--- Your goal ---
Find the line that contains "the car wheel". Then set down that line and all the lines after it, to the end of the records, exactly and with nothing added.

[Collected data entries]
start

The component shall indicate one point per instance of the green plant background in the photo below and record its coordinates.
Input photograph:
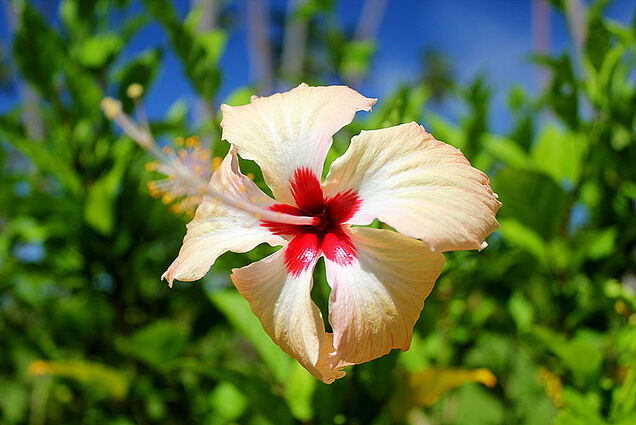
(88, 333)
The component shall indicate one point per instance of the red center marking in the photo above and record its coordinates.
(327, 234)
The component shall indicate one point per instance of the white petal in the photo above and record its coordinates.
(282, 302)
(376, 300)
(422, 187)
(291, 130)
(217, 228)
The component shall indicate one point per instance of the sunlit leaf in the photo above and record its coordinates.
(96, 375)
(558, 153)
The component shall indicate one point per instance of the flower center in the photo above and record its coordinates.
(327, 235)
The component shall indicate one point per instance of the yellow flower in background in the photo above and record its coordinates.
(423, 188)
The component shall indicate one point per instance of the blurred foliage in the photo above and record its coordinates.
(539, 328)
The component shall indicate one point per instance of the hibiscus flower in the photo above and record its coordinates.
(423, 188)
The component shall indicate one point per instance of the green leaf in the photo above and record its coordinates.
(478, 407)
(240, 96)
(532, 199)
(559, 153)
(97, 50)
(213, 42)
(505, 150)
(198, 53)
(299, 391)
(238, 312)
(102, 378)
(228, 401)
(598, 40)
(578, 355)
(38, 50)
(580, 409)
(99, 210)
(521, 310)
(143, 70)
(356, 58)
(159, 343)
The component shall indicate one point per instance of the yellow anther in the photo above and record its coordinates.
(111, 107)
(135, 91)
(152, 166)
(192, 141)
(152, 188)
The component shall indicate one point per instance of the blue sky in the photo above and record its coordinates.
(489, 36)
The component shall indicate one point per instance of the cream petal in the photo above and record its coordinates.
(217, 228)
(282, 302)
(291, 130)
(376, 300)
(422, 187)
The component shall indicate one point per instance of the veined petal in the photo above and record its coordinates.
(282, 302)
(422, 187)
(290, 131)
(376, 299)
(217, 228)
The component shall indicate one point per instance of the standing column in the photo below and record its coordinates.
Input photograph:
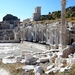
(63, 26)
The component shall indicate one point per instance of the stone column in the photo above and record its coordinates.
(63, 26)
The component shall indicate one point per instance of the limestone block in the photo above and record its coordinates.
(50, 67)
(38, 70)
(68, 50)
(28, 68)
(70, 61)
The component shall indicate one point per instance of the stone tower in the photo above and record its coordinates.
(63, 26)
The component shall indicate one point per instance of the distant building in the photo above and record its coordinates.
(36, 15)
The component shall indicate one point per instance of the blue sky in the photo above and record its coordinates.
(24, 8)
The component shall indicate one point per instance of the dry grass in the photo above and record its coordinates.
(51, 21)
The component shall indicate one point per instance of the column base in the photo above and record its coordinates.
(62, 46)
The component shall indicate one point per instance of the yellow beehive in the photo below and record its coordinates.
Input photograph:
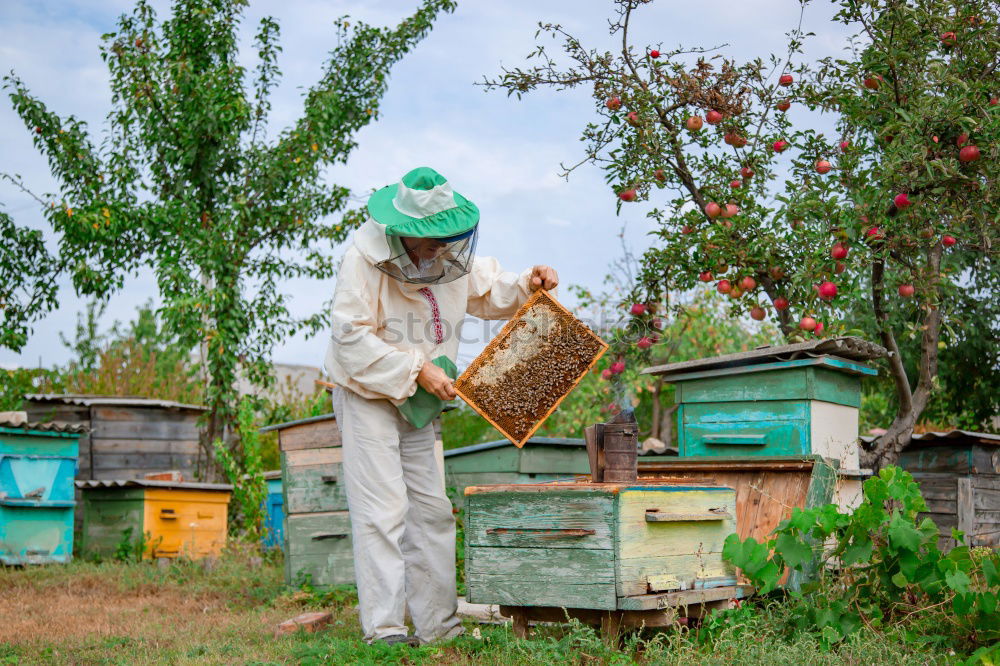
(171, 519)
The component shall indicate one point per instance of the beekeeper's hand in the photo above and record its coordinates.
(544, 277)
(434, 380)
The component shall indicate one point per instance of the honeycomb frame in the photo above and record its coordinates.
(492, 383)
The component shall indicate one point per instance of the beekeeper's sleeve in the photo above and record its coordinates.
(368, 364)
(495, 293)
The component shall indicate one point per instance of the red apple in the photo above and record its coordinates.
(827, 291)
(969, 153)
(875, 234)
(873, 81)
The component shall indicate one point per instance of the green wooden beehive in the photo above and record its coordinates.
(317, 528)
(541, 459)
(788, 400)
(595, 545)
(37, 466)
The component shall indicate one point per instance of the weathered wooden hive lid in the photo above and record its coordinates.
(143, 483)
(108, 401)
(500, 443)
(950, 438)
(19, 421)
(846, 348)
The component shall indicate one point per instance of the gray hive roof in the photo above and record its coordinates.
(109, 401)
(52, 426)
(143, 483)
(848, 348)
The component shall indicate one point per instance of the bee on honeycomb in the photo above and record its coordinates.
(533, 363)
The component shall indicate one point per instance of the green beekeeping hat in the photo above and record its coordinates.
(423, 205)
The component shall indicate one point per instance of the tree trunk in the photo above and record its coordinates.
(911, 404)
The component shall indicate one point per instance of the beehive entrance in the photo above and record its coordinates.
(527, 370)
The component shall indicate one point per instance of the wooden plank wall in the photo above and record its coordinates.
(128, 442)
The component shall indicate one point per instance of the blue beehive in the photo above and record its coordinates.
(37, 469)
(274, 519)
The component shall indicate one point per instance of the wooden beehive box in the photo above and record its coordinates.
(317, 528)
(37, 464)
(170, 519)
(544, 459)
(595, 545)
(529, 367)
(959, 477)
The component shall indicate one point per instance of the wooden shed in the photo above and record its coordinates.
(541, 459)
(128, 437)
(959, 477)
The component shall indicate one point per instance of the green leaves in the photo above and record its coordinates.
(188, 184)
(875, 566)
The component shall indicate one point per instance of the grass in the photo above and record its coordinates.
(136, 613)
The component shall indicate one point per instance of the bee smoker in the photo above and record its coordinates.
(613, 450)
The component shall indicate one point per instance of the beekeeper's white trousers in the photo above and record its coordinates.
(401, 521)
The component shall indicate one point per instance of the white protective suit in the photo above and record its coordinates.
(401, 520)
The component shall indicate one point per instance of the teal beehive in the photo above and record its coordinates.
(37, 469)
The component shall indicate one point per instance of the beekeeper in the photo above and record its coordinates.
(403, 290)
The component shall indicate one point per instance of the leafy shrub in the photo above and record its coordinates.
(878, 567)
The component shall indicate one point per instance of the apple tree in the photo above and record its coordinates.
(189, 182)
(868, 230)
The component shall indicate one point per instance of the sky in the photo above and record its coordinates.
(502, 153)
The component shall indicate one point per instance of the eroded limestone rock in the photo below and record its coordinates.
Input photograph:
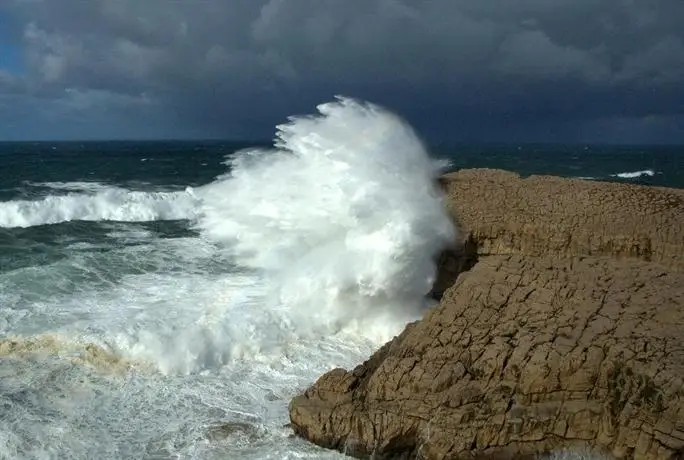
(567, 332)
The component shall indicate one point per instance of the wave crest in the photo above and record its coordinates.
(342, 216)
(108, 203)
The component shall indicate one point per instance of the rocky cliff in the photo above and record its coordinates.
(567, 329)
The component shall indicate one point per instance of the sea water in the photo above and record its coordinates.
(167, 299)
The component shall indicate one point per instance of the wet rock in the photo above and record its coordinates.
(567, 332)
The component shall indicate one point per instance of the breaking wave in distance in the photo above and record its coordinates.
(342, 217)
(634, 174)
(106, 203)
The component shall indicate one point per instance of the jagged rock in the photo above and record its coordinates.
(545, 343)
(546, 215)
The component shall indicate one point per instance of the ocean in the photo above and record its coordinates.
(167, 299)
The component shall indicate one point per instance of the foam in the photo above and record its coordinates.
(105, 204)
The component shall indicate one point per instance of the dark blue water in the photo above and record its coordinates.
(175, 165)
(98, 246)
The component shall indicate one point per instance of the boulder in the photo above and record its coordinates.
(565, 331)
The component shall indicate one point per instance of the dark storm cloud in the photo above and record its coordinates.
(454, 67)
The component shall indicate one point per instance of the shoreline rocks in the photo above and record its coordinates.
(566, 330)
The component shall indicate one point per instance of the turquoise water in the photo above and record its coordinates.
(151, 253)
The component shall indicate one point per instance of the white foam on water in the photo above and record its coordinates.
(310, 256)
(342, 217)
(105, 203)
(634, 174)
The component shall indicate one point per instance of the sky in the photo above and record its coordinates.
(608, 71)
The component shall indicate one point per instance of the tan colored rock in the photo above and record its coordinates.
(546, 343)
(546, 215)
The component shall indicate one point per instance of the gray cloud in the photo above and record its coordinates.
(453, 67)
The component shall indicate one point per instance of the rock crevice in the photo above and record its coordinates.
(573, 337)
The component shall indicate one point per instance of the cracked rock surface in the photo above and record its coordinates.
(569, 338)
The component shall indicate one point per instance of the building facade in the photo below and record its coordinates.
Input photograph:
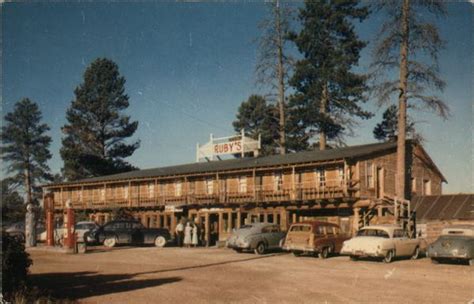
(349, 186)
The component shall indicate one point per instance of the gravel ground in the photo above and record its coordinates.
(203, 275)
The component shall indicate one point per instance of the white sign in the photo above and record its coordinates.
(229, 145)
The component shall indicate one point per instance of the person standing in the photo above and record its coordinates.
(187, 235)
(179, 233)
(195, 239)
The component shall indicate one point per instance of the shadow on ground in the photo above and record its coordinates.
(77, 285)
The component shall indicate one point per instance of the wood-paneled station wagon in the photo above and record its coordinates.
(381, 241)
(350, 186)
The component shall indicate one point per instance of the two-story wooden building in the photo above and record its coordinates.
(348, 186)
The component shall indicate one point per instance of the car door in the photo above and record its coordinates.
(138, 233)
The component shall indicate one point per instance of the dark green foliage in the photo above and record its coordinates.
(94, 144)
(25, 147)
(323, 78)
(387, 129)
(257, 117)
(424, 45)
(13, 208)
(15, 264)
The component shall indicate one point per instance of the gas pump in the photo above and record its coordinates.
(69, 222)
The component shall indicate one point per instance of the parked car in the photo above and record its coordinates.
(259, 237)
(317, 238)
(454, 243)
(128, 232)
(384, 241)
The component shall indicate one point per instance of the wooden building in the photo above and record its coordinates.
(349, 186)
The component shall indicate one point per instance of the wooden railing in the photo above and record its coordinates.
(298, 192)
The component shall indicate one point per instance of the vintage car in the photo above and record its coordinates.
(259, 237)
(314, 237)
(128, 232)
(454, 243)
(384, 241)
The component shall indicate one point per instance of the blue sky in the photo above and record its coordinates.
(189, 65)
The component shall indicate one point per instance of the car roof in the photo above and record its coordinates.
(316, 223)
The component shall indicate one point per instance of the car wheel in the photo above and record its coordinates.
(110, 241)
(260, 249)
(160, 241)
(354, 258)
(324, 253)
(389, 256)
(416, 253)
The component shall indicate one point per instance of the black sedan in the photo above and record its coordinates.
(129, 232)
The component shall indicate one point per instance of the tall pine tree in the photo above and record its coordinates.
(409, 45)
(327, 92)
(257, 117)
(25, 148)
(94, 142)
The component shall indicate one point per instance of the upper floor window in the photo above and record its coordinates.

end

--- Solved problem ---
The component shall indicate one point per instance of the car wheel in the photo above and record its coordinates.
(110, 241)
(260, 249)
(160, 241)
(354, 258)
(324, 253)
(389, 256)
(416, 253)
The component shall indicate one point per instance of the black sedan in the photo above and record its coordinates.
(129, 232)
The component shall indicate one point per instance of the tall pine tree in the photo above and record its coordinates.
(409, 45)
(327, 92)
(257, 117)
(25, 148)
(94, 142)
The component shall indicate one point per instance of the upper floor window in the photo above and record its coordinates.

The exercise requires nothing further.